TEXT SECTION →
--------

Thursday, April 27

Let's Make a Detective!

Let's Make a Detective!

Let’s create a detective!

This post is part of my Let’s Write a Murder Mystery! series. In my last post I wrote about the theory behind creating a detective, now it’s time to actually create the character.

Since the detective is SO important to our story, I’m going to split this discussion into two. In this post we’re going to brainstorm and grope our way toward our character. In the next post, we’ll build on the work we do here.

Keep in mind that I don’t have anything planned, no notion of what this detective is going to be like. So, let’s dive in and think about what kind of detective we want to create.

Note: I've included this material in my book: How to Write a Murderously Good Mystery: The Major Characters.

The First Step

The key to creating a realistic character is to rummage about within yourself—your own desires, hopes, fears, motivations and deep dark secrets—to find something you can bestow on your character, something you can infuse into them. It’s a little bit like how, in the Christian New Testament, God breathed the breath of life into Adam and he became a living soul.

Or, to use another analogy, creating a character is like using a starter culture to make yogurt. Yes, I’ve started making my own yogurt! How? By taking a tablespoon of yogurt containing an active culture (I use Activia yogurt), putting it in scalded milk that has been cooled to an appropriate temperature, and leaving the concoction in a warm place for 5 hours. That’s it!

I think something similar needs to happen for a character to come alive. Characters with depth aren’t randomly created, they are CULTURED. They are grown from bits of us, from our memories, dreams, desires, mistakes, goals, failures and successes. They are grown from those bits of our soul we choose to give them.

In what follows, I invite you to look inward. Answer these questions by looking into yourself at different angles, by daydreaming. Let your mind wander.

What is your detective’s name?

Don’t worry if your detective’s name doesn’t come to you right away. I find it’s the LAST thing that comes to me! And I’m not alone.

I talked about exaggeration in my last post. I find the most memorable names are often the most exaggerated.

For example, take the name Aloysius Pendergast. That is NOT a common name. It’s distinctive. As distinctive as the character himself: rail thin with blond-white hair, an accent hailing from the deep south, and charming old world manners.

--------

ENTRIES PROVIDED →
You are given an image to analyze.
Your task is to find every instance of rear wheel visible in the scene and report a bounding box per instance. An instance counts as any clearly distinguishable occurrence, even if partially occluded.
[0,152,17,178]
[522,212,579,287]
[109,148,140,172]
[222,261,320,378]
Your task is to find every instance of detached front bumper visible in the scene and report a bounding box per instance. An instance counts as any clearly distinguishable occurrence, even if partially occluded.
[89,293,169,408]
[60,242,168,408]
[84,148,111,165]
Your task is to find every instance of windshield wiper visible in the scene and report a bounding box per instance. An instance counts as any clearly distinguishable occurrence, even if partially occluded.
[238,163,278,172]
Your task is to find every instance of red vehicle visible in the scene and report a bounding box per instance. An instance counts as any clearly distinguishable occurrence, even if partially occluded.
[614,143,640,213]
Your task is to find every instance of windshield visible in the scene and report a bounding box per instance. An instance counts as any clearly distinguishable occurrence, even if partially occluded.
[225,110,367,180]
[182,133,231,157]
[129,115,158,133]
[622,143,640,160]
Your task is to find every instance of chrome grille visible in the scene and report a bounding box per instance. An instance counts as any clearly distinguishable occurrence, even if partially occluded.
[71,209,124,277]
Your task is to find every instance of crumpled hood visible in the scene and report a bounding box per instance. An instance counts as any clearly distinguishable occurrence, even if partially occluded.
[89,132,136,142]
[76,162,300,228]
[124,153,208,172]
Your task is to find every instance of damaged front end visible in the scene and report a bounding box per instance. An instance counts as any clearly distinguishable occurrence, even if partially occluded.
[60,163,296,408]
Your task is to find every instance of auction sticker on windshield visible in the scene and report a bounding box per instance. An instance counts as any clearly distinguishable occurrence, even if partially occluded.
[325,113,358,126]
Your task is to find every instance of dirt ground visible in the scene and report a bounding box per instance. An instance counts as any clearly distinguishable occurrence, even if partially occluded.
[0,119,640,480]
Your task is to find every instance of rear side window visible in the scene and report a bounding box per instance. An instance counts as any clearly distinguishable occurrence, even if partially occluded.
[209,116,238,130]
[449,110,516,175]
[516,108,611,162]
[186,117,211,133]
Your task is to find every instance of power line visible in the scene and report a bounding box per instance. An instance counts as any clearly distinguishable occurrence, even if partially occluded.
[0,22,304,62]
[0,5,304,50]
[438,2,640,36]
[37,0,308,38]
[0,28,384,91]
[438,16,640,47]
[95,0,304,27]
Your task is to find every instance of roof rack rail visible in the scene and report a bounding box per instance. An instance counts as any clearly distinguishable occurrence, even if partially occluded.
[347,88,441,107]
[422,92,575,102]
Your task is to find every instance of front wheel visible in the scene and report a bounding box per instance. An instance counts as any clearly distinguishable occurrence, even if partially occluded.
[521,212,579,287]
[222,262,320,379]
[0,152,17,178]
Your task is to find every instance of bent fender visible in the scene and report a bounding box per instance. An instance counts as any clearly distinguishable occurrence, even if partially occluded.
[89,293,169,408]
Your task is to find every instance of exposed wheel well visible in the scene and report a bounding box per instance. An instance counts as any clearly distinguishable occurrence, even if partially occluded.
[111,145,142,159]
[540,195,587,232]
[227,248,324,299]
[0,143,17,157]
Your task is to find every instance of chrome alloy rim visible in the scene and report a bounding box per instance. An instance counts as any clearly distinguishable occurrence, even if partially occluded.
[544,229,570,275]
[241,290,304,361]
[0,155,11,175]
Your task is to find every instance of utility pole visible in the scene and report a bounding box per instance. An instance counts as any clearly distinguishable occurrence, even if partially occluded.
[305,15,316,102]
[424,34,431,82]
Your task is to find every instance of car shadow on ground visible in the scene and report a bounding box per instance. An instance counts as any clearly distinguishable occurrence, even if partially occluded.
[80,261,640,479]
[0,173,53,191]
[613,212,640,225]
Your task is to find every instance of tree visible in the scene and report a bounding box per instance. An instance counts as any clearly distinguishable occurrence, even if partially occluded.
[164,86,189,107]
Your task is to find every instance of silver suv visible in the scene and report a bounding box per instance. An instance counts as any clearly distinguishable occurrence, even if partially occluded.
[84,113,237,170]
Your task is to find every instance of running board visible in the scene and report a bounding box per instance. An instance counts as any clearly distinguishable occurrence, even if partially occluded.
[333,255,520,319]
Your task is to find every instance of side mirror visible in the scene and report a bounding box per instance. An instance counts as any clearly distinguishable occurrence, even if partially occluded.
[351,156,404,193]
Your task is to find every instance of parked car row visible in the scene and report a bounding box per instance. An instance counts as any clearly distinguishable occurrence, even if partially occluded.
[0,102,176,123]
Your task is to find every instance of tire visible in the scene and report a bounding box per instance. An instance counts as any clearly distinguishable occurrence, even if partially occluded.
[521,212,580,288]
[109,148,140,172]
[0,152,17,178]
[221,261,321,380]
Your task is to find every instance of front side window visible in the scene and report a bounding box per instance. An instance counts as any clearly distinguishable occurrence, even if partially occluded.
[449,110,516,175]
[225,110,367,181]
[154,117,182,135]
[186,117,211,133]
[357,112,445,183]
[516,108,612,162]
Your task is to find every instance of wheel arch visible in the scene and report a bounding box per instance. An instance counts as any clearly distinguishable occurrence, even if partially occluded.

--------

TO DO →
**a)** Render this sentence from the post on creating a detective in Spanish: "Keep in mind that I don’t have anything planned, no notion of what this detective is going to be like."
**b)** Pick up the post on creating a detective after its final sentence and keep writing it.
The items can be left aside.

TASK-BY-TASK ANSWERS →
**a)** Ten en cuenta que no tengo nada planeado, ni idea de cómo va a ser este detective.

**b)**
Of course not all detectives have distinctive names (though Poirot does and, arguably, he’s still the most popular detective ever created!) But it is something to think about.

On a more practical level, google “baby names” and visit one or two of the sites listed. You don’t have to use any of the suggestions but it might spark an idea. Also, if you use Scrivener, you have a name generator. Just go to “Edit > Writing Tools > Name Generator” and there it is!

Start the Culture: Think about your favorite detectives.

Ideas aren’t born in a vacuum. We learn by studying the work of other writers, we learn by studying what has inspired us. So! Let’s study our favorite detectives. We’ll end up throwing various tags and traits into a crucible and (hopefully) transforming them into a detective of our very own.

My favorite detectives are Sherlock Holmes (especially as portrayed by Benedict Cumberbatch), Hercules Poirot and Lieutenant Columbo. What are yours? Try to think of at least two.

Question: Who are your favorite detectives? What especially appeals to you about each? What is EXCITING or memorable about them?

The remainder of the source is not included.